- _Problem description_:
Without the images, print all the entries below exactly as given.

----- Record excerpts -----

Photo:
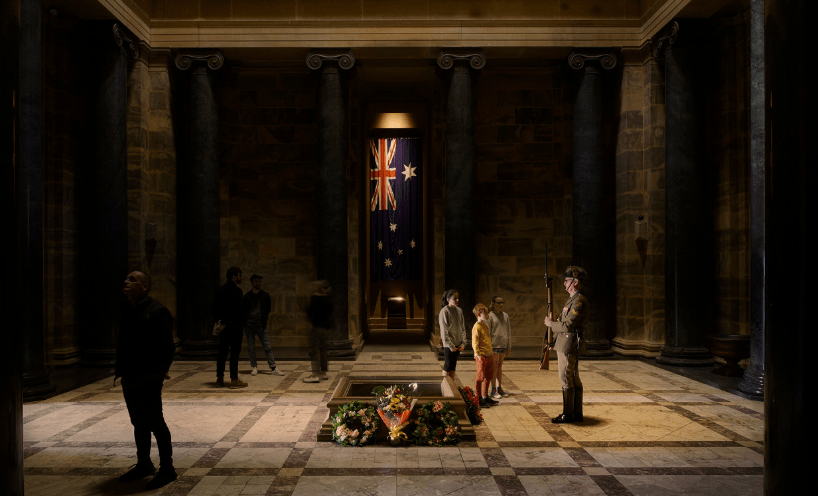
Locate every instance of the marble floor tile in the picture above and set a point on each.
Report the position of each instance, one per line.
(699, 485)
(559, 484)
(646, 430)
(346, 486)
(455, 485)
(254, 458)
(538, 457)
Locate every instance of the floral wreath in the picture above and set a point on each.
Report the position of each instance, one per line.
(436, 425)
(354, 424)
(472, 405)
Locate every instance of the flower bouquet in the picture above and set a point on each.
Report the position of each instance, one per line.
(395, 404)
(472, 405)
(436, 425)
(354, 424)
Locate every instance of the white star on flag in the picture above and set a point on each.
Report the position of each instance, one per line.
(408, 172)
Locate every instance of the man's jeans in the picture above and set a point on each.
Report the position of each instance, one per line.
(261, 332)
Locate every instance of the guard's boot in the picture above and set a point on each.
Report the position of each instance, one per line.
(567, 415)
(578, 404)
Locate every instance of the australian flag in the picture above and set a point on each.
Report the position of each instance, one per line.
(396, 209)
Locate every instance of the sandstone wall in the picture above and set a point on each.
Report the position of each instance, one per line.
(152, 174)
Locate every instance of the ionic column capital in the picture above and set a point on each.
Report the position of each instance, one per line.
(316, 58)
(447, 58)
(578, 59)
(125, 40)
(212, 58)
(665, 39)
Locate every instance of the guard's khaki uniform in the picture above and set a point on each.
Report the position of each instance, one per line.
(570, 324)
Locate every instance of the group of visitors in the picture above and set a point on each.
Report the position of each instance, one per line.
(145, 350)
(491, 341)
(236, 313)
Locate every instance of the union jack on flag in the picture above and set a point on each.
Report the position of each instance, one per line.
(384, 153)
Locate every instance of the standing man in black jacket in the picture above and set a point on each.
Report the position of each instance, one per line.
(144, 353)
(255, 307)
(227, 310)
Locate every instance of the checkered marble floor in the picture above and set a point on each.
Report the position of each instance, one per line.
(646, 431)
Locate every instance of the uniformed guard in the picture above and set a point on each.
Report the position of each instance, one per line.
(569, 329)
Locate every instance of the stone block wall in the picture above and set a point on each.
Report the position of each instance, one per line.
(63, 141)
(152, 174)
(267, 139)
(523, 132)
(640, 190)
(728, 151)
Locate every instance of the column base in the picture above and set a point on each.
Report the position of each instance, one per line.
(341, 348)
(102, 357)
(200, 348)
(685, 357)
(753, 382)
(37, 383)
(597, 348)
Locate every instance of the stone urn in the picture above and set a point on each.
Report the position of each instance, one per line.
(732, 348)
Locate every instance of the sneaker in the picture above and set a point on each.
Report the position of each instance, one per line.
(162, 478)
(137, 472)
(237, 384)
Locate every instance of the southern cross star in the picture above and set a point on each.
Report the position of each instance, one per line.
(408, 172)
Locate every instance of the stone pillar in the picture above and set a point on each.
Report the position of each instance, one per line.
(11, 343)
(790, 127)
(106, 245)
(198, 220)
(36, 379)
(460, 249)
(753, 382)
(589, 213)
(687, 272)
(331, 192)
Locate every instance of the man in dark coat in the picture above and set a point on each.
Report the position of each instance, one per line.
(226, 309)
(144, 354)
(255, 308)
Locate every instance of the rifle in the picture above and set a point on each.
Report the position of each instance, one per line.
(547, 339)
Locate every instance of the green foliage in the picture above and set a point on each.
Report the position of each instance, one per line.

-----

- _Answer for this exercise_:
Photo:
Locate every instance of the marble floor tile in the picture above and set a point on each.
Report the position of each instance, one per line.
(699, 485)
(559, 484)
(646, 430)
(346, 486)
(455, 485)
(254, 458)
(538, 457)
Locate every instance of the floral wreath in the picture above and set a point on each.
Report the position of each instance, one per line.
(436, 425)
(354, 424)
(472, 405)
Locate every instance of the flower bouquet in the picture above and set a point on each.
Report the position of each instance, one per line.
(395, 404)
(472, 405)
(436, 425)
(354, 424)
Locate every instance of the white star on flag in the picture above and set a point on each.
Report the position of each instance, one per line.
(408, 172)
Locate every instance of the man's jeans in the picture above and set a point on each.
Report the position of each instance, one per line.
(261, 332)
Locate every instance of the guard's boot in the picture above and set a point on each.
Report the position of each instance, one per line.
(567, 415)
(578, 404)
Locate every instance of the australian flag in the picture above and set a point on each.
Report the position of each instance, one per line.
(396, 209)
Locate every instance of the sandstone wall in the picture above and set a point on each.
Report the position of each instance, one per line.
(152, 174)
Locate every instance of the ionic column capital in the picture above and set a point on each.
Report the position of each instance, one per line.
(316, 58)
(447, 58)
(578, 59)
(125, 40)
(212, 58)
(665, 39)
Locate every instance of the guard's khaki uniform in the picture above and set a point on each.
Report the position of each instance, one per line.
(570, 324)
Locate every instance of the group of visitors in the picture above and set a point on each.
Report the position of each instance, one per line.
(145, 350)
(491, 341)
(236, 313)
Locate every instance of the union jack on flag in the picture above and set a point on each.
Report the position of each instance, one per line.
(384, 153)
Locate every instance of the standing man in black jacket in the picture above and set a point on each.
Report the position of each instance, one per line.
(144, 353)
(255, 307)
(227, 310)
Locate every instance of the checkered marble floor in the picture above and set a point on each.
Report the position of each instance, one per line.
(646, 431)
Locate every instance of the uniformed guard in the picture above and set a point on each.
Report the position of each instance, one per line.
(569, 329)
Locate every instance of the stone block wall in the picture above and set a point on each.
Report the position of each instance, one per line.
(63, 141)
(152, 174)
(267, 139)
(523, 132)
(640, 190)
(728, 151)
Locate every instance of the column base in the picture above and set a point on each.
Report the position of each instance, one per line.
(341, 348)
(102, 357)
(200, 348)
(685, 357)
(753, 382)
(37, 383)
(597, 348)
Locate every instance of the stone urn in the picture above and set a point on each.
Report the position of each instance, one per line.
(732, 348)
Locate every instance of the sneaker in the picture above and set a point on each.
Report the position of each instance, one per line.
(162, 478)
(137, 472)
(237, 384)
Locate every instance of the southern cross star in the picture above and set a point on each.
Report the position of each instance, one per line.
(408, 172)
Locate every instance of the stone pillar in the picture above and set a point on each.
Report the position of each instance, one per line.
(11, 343)
(790, 127)
(106, 245)
(198, 220)
(36, 379)
(460, 249)
(753, 382)
(589, 213)
(687, 272)
(331, 192)
Locate every instance of the man in dark coat in the picture above and set a point on each.
Report the position of each instance, one per line.
(226, 309)
(144, 354)
(255, 308)
Locate every instance of the rifle in the picture above and set a point on each.
Report the position of each instance, one per line.
(547, 339)
Locate every instance of the green foliage in the picture above and set a point on each.
Report the position of each instance, one per line.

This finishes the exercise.